_Data supplied_

§

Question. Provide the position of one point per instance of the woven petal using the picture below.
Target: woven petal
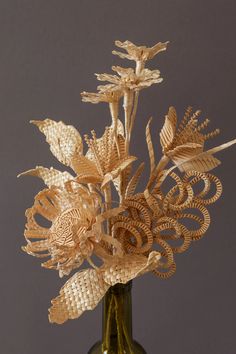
(51, 177)
(64, 140)
(81, 292)
(123, 269)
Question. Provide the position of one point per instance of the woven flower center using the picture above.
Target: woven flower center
(69, 230)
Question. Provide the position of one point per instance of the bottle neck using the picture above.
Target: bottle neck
(117, 314)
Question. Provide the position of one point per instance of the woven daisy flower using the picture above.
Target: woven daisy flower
(129, 79)
(139, 53)
(93, 212)
(75, 218)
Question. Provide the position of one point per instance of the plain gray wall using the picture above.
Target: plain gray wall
(49, 52)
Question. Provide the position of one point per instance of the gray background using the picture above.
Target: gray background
(49, 52)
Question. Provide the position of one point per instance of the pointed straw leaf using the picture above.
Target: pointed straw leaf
(204, 161)
(150, 146)
(168, 131)
(83, 291)
(64, 140)
(51, 177)
(134, 180)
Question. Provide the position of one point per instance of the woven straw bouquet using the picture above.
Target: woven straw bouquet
(142, 231)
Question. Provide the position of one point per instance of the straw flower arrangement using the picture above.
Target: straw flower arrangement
(144, 230)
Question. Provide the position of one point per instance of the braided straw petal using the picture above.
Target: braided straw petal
(81, 292)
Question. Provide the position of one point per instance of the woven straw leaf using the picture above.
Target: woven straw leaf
(184, 152)
(81, 292)
(202, 163)
(150, 146)
(123, 269)
(64, 140)
(116, 172)
(51, 177)
(168, 131)
(86, 170)
(134, 180)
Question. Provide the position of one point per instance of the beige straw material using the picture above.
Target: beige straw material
(94, 212)
(85, 289)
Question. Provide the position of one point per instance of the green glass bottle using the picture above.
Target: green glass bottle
(117, 335)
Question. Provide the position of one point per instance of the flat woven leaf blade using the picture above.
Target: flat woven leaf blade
(201, 163)
(51, 177)
(150, 146)
(168, 131)
(81, 292)
(64, 140)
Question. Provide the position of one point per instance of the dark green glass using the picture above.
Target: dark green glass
(117, 335)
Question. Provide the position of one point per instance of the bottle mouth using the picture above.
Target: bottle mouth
(121, 288)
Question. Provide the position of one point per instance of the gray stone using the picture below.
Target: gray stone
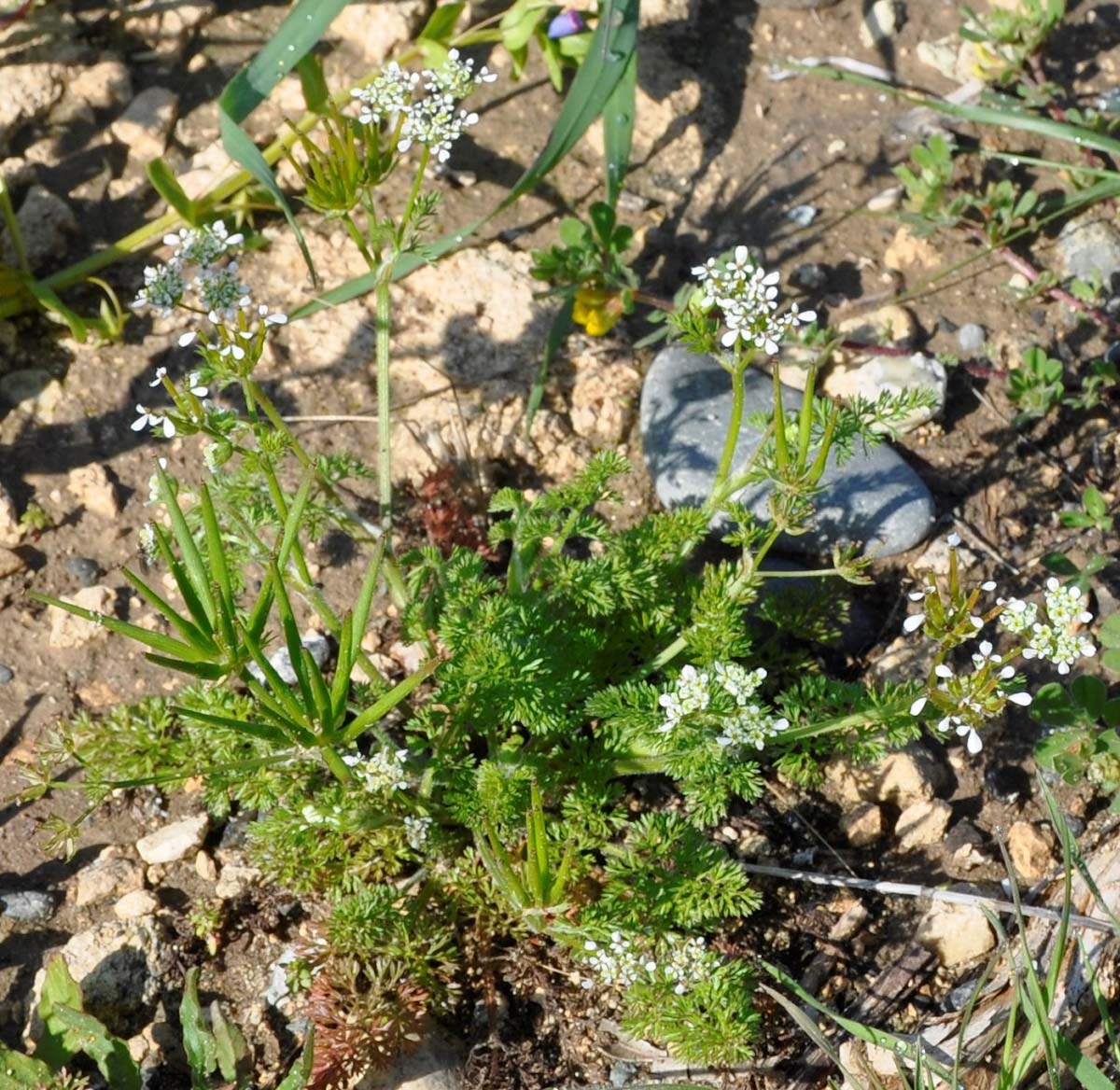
(875, 497)
(811, 275)
(46, 225)
(101, 85)
(111, 875)
(1090, 249)
(27, 906)
(116, 965)
(802, 214)
(174, 840)
(972, 336)
(85, 570)
(622, 1072)
(281, 660)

§

_Work to do_
Extract every line of the entries above word for word, including each point, and leave out the pictures.

_Right answer_
Question. Provide the position of one point per instance of the woven petal using the picture below.
Target: woven petal
(51, 177)
(64, 140)
(81, 292)
(123, 269)
Question. Provide the position of one point per instance of the woven flower center using the picture above.
Target: woven flower center
(69, 230)
Question. Provide the position of one point per instance of the bottle neck using the picture above.
Target: bottle neck
(117, 314)
Question. Provide the position of one point per instance of the woven daisy flower using the picture above.
Target: woven daisy flower
(129, 79)
(139, 53)
(93, 212)
(75, 218)
Question. Provide the position of one point per instance of the plain gray wall using the picture above.
Target: plain gray wall
(49, 52)
Question. Provide the position of one point per instance of the gray background using the picture above.
Target: gray background
(49, 52)
Question. Provide the position of one point per instance of the pointed straw leaf using the picture above.
Target: pointed straw leaf
(204, 161)
(150, 146)
(168, 131)
(83, 291)
(64, 140)
(51, 177)
(134, 180)
Question. Provide the position of one point per instance of the woven straw bouquet using the picture above.
Target: woven straw bouquet
(142, 231)
Question. Provide the position of one point per instance of the straw flower arrangement using the picture above.
Target: straw flower arrangement
(144, 230)
Question. Provide the position of one point per instance of the braided straw petal using the picture above.
Target: braided straw petal
(81, 292)
Question. Provide the position of one point per instance of the woven straw leaf using the picture above.
Target: woven straw leaf
(184, 152)
(81, 292)
(202, 163)
(150, 146)
(123, 269)
(64, 140)
(116, 172)
(51, 177)
(168, 131)
(86, 170)
(134, 180)
Question. Provide the position of one point per instance of the beige straw material using the picture above.
Target: beige straw material
(94, 212)
(85, 289)
Question. Provide the position of one point per instance of the green glass bottle using the picture above.
Target: green glass bottle
(117, 335)
Question. Provide the position of one point per instance of the flat woven leaf blade using the picture above.
Target: flat woven leaf blade
(201, 163)
(51, 177)
(150, 146)
(168, 131)
(81, 292)
(64, 140)
Question. Provide the position of one point per instance of the dark green glass using the picture above.
Target: dark green glass
(117, 335)
Question. Provide the position of one point per instance of the bottle mouth using the picture above.
Target: bottle mouth
(121, 288)
Question. Provide the position of one point per instance of the gray stone using the picture below.
Target: gray stone
(875, 497)
(811, 275)
(46, 225)
(101, 85)
(111, 875)
(1090, 249)
(27, 906)
(116, 965)
(802, 214)
(174, 840)
(972, 336)
(85, 570)
(622, 1072)
(281, 660)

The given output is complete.